+++ PROVIDED INFORMATION
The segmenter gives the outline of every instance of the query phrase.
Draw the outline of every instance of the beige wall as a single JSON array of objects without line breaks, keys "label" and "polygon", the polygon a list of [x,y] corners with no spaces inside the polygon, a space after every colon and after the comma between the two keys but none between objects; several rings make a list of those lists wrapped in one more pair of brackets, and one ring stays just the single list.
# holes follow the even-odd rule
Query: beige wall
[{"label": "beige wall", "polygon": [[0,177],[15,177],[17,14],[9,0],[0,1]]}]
++++++
- **WHAT IS REQUIRED**:
Reproduce every line of the material above, requests included, but scale each polygon corner coordinate in the answers by 0.55 and round it to a whole number, rounding halves up.

- **OUTPUT OF THE EXERCISE**:
The segmenter gives the outline of every instance of the query phrase.
Draw the outline of every instance of the beige wall as a single JSON array of objects without line breaks, keys "label" and "polygon", the polygon a list of [x,y] corners with no spaces inside the polygon, a space after every colon and after the comma between the two keys but none between objects; several rings make a list of those lists wrapped in one more pair of brackets, and one ring stays just the single list.
# holes follow the even-odd rule
Query: beige wall
[{"label": "beige wall", "polygon": [[0,97],[8,97],[9,8],[5,0],[0,1]]}]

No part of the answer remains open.